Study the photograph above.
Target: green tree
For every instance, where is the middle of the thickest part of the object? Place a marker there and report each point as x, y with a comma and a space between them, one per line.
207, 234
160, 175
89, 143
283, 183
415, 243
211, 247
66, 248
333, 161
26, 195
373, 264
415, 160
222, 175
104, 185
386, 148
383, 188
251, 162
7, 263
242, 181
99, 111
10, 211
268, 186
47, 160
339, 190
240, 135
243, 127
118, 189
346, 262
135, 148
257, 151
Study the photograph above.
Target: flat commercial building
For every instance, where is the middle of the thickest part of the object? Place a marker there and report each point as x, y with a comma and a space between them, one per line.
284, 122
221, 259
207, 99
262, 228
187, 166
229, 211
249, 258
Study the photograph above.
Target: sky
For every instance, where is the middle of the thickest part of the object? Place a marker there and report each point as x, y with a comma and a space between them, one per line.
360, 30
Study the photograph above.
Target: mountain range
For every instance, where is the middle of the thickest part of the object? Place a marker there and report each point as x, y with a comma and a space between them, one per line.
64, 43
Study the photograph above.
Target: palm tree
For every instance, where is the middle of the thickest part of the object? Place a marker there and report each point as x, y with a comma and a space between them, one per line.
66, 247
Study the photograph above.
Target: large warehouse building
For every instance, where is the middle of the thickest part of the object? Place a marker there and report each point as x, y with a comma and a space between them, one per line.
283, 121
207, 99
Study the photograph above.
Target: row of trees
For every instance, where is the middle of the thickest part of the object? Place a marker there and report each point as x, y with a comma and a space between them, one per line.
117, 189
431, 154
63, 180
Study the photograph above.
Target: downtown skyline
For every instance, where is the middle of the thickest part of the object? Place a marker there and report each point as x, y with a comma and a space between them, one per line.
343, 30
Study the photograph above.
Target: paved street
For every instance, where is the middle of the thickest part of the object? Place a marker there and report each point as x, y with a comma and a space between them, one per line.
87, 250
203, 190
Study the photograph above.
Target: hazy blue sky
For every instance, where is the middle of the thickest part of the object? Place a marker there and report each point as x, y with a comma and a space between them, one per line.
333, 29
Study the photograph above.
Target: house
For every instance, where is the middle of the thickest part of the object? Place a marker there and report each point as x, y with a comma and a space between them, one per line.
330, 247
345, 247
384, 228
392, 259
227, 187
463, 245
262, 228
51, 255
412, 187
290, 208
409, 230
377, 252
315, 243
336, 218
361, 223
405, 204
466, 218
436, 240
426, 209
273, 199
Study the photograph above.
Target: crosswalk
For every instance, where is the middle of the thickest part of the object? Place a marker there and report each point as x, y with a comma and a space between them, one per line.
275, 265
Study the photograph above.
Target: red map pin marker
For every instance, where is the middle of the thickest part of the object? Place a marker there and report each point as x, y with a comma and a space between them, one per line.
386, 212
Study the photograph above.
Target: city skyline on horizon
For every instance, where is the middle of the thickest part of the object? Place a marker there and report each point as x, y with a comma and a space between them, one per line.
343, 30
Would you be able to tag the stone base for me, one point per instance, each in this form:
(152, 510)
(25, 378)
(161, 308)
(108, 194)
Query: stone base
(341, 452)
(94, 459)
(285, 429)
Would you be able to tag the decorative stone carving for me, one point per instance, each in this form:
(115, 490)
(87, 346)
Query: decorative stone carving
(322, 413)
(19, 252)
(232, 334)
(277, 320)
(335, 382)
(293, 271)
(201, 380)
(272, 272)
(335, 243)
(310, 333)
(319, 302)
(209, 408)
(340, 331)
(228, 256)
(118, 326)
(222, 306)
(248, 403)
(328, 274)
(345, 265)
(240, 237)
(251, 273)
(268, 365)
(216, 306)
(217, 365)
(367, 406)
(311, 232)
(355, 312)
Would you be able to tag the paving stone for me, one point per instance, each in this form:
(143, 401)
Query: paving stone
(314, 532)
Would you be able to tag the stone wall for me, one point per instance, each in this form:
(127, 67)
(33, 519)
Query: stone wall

• **Goal**: Reproduce all of the material above verbatim, line for line and in its original order.

• **Task answer**:
Study the photograph above.
Target: green tree
For every instance, where is the middle of the thickest part of the object? Place a marker there and report each point as x, y with a comma and a space between them, one per line.
207, 234
160, 175
89, 143
283, 183
415, 243
211, 247
66, 248
333, 161
26, 195
373, 264
415, 160
222, 175
104, 185
386, 148
383, 188
251, 162
7, 263
242, 181
99, 111
10, 211
268, 186
47, 160
339, 190
240, 135
243, 127
118, 189
346, 262
135, 148
257, 151
Study the photograph above.
Target: flat commercial building
For every instance, where is the middle of the thickest part of the object? Place a marker there and report each point as x, y with a comma and a space between them, one per line.
284, 122
221, 259
207, 99
262, 228
187, 166
229, 211
249, 258
Study the photograph above.
Target: sky
For every instance, where is the middle of the thickest part of the object? Place a marker there and report each point as x, y with a comma and a space between them, one per line.
360, 30
Study the photograph above.
Target: mountain range
For every instance, where is the middle of the thickest part of the object? Place a marker there and report each point as x, y with a comma and a space between them, one per line.
64, 43
Study the photograph above.
Target: palm tree
For every instance, where is the middle of the thickest part of the object? Place a marker there and report each point as x, y with a comma and a space between them, one per line.
66, 247
Study the photograph above.
Target: large warehouse building
For every instance, where is the middle of the thickest part of the object? Place a marker there and report each point as x, y with a comma and a space between them, one per line.
283, 121
207, 99
Study the photograph above.
Target: row of trees
For every instance, where is the middle of the thickest part of the object? Place a marker there and report each point as x, y with a comma and a space between them, one per line.
117, 189
431, 154
63, 180
Study the photograph above.
Target: downtown skyline
For every instance, where is the middle of the thickest part of the object? Place a marker there and report each point as x, y with a comma and a space between them, one per line.
343, 30
Study the photograph above.
Target: paved street
For every instance, where is the middle of the thickest part of the object? Place a marker there and report each point as x, y with a comma and a space between them, one per line.
87, 250
203, 190
Study the photograph above.
Target: hazy blue sky
For every instance, where is the middle of the thickest part of the object? Place a marker there and report each point as x, y with a comma and a space between them, one per line.
333, 29
Study the photograph above.
Target: house
For every instance, where is the middle of the thickest part of the object? Place a marker there and report each point as x, y with a comma and a space between them, one per line.
330, 247
345, 247
384, 228
392, 259
227, 187
463, 245
262, 228
51, 255
412, 187
290, 208
409, 230
377, 252
315, 243
336, 218
361, 223
405, 204
466, 218
436, 240
426, 209
273, 199
Study the photograph above.
Target: crosswalk
For every instance, where is the middle of the thickest part of the object? Place a marker there and report each point as x, y with a comma and a space between them, one per line.
275, 265
Study the photograph above.
Target: red map pin marker
For every instance, where is the middle of the thickest part of the object? Place a marker there and report each point as x, y with a comma and a space between them, one per line.
386, 212
Study the photograph above.
Target: city skyline on horizon
For every instance, where is the middle of the thickest part of the object? Place a marker there and report each point as x, y with a comma and a space between them, one per line.
343, 30
Would you be able to tag the stone base for me, one point per instance, each in this form:
(152, 510)
(25, 378)
(161, 308)
(108, 194)
Query: stone base
(341, 452)
(94, 459)
(285, 429)
Would you be able to tag the decorative stone carving for me, one point per instance, each in this form:
(115, 490)
(87, 346)
Query: decorative stone carving
(322, 413)
(19, 252)
(232, 334)
(277, 320)
(335, 382)
(293, 271)
(201, 380)
(272, 272)
(335, 243)
(310, 333)
(319, 302)
(209, 408)
(340, 331)
(228, 256)
(118, 326)
(222, 306)
(248, 403)
(328, 274)
(345, 265)
(240, 237)
(251, 273)
(268, 365)
(216, 306)
(217, 365)
(367, 406)
(311, 232)
(355, 312)
Would you be able to tag the paving stone for me, one point per instance, each in this form:
(143, 401)
Query: paving stone
(314, 532)
Would you be able to tag the stone wall for me, one point per instance, each in this form:
(127, 67)
(33, 519)
Query: stone wall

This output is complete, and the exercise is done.